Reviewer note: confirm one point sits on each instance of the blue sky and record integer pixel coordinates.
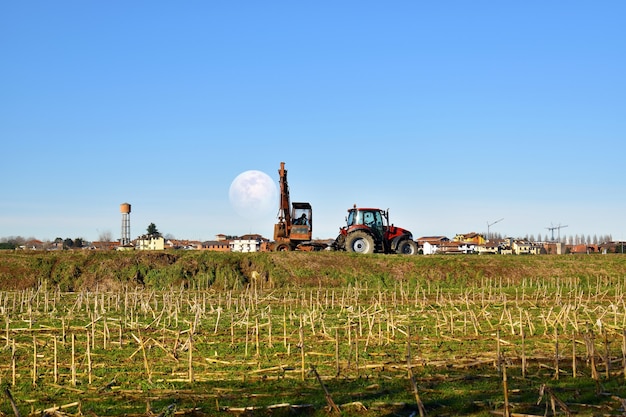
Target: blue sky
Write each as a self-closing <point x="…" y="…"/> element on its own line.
<point x="452" y="114"/>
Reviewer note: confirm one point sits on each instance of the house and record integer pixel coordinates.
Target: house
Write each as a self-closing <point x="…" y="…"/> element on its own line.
<point x="457" y="248"/>
<point x="150" y="242"/>
<point x="430" y="245"/>
<point x="583" y="248"/>
<point x="473" y="237"/>
<point x="522" y="247"/>
<point x="245" y="245"/>
<point x="216" y="245"/>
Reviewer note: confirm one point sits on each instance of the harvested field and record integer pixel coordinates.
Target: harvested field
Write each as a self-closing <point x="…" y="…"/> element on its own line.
<point x="356" y="335"/>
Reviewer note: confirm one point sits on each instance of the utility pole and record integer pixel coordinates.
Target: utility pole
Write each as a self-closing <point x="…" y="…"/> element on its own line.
<point x="558" y="229"/>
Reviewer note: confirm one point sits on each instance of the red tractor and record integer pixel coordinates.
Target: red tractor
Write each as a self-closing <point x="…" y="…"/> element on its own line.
<point x="368" y="230"/>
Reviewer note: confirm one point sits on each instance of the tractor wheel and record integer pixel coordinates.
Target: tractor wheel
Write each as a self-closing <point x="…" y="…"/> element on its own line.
<point x="360" y="242"/>
<point x="407" y="247"/>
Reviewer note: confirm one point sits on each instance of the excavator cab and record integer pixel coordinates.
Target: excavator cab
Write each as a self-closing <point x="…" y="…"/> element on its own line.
<point x="302" y="223"/>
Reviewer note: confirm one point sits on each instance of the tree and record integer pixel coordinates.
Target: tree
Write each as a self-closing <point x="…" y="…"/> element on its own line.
<point x="153" y="231"/>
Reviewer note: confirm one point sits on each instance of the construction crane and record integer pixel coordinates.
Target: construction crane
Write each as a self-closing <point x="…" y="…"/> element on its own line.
<point x="558" y="229"/>
<point x="491" y="224"/>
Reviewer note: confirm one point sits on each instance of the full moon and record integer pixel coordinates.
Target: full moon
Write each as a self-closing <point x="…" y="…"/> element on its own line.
<point x="253" y="194"/>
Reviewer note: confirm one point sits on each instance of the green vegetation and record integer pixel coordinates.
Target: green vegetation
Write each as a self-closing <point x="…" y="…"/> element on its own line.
<point x="112" y="333"/>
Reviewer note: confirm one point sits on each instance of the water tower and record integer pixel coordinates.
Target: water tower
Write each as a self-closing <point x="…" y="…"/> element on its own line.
<point x="125" y="210"/>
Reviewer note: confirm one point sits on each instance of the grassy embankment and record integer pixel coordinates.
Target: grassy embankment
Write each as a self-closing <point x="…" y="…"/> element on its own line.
<point x="108" y="333"/>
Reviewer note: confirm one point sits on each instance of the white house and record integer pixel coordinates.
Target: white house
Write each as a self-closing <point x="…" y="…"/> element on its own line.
<point x="245" y="245"/>
<point x="148" y="242"/>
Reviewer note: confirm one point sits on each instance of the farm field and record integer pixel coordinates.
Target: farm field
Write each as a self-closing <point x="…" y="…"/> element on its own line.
<point x="312" y="334"/>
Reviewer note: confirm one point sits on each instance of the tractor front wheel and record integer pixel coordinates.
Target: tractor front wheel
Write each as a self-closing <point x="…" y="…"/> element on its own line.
<point x="360" y="242"/>
<point x="407" y="247"/>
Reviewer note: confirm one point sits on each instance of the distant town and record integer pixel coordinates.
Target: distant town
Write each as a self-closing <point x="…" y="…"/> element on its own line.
<point x="467" y="243"/>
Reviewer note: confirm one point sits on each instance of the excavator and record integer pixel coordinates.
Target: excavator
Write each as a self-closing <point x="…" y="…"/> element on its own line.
<point x="295" y="222"/>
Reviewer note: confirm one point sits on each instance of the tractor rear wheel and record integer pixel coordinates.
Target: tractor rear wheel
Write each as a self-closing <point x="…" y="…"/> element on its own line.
<point x="407" y="247"/>
<point x="360" y="242"/>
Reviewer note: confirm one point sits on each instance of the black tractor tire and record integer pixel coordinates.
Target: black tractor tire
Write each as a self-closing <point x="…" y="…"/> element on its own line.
<point x="360" y="242"/>
<point x="407" y="247"/>
<point x="339" y="243"/>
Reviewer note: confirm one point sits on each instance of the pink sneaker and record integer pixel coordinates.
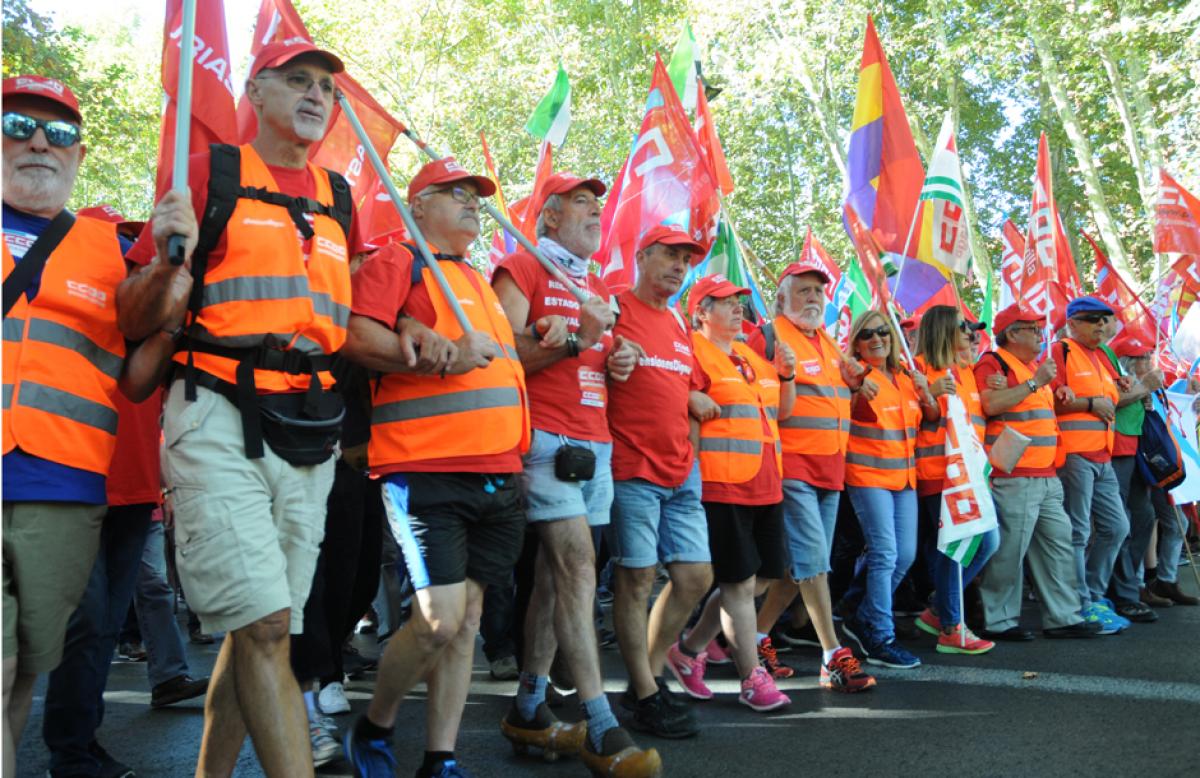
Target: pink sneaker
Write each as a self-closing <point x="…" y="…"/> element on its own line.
<point x="689" y="672"/>
<point x="760" y="693"/>
<point x="717" y="654"/>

_What is expected_. Set down word for word the lines from the first entry through the line with "Target: house", both included, omitting pictures.

_Response_.
Reviewer note: confirm one point sits on each instance of the blue sky and record integer pixel coordinates.
Target: blue sky
Write each as a self-closing <point x="…" y="…"/> element on its own line.
<point x="452" y="114"/>
Reviewer note: confirm one point sits on each instance of the house and record integer pixel coordinates.
Target: house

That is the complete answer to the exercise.